## Start Source passage
Tuesday, July 7, 2009

Beneath it all

The last few posts have been the happy fluffy surface news kind. And yes I needed to get a few like that out because underneath it all I have been up and down and kinda all over the place.
Adjusting to three kids is hitting me hard. I just feel like there is just not enough time and not enough me to go around.
Kinda like we are all missing out because I just cannot stretch that far.
A burden I am sure I am just putting on myself but this is just what I do.


Oh we have fun, play games and go for walks but where I am noticing it is with the kids while Dave is at work.
When Kaitlyn wants me to play Barbies I am nursing Hudson. 
When Ethan wants me to play trucks I am nursing Hudson.
They want to color or do puzzles with me and I am nursing or changing a diaper.
They want to paint and craft and I just want to sit down and have a coffee already. 
Then when I do manage to lay down on the bed to sing and tickle or play a game or go outside and play house Hudson fusses or poops.
Sometimes I  feel kind of lost in all this and then I realize that I haven't had a shower for three days and want to cry.
## End Source passage
## Start Recorded data
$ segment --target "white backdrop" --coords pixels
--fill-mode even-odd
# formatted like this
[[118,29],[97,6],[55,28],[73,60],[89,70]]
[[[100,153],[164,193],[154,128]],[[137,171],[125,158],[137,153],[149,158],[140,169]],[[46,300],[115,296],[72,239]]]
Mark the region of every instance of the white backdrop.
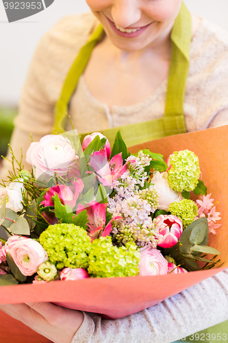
## End Recorded data
Do these statements agree with the blog post about adjusting to three kids? Answer yes or no for each, quoting the words from the post that decide it. (a) Ethan wants the writer to play trucks. (b) The writer has gone a week without a shower. (c) The previous few posts dealt with the writer's struggles.

(a) Yes: "When Ethan wants me to play trucks I am nursing Hudson."
(b) No: "I haven't had a shower for three days"
(c) No: "The last few posts have been the happy fluffy surface news kind."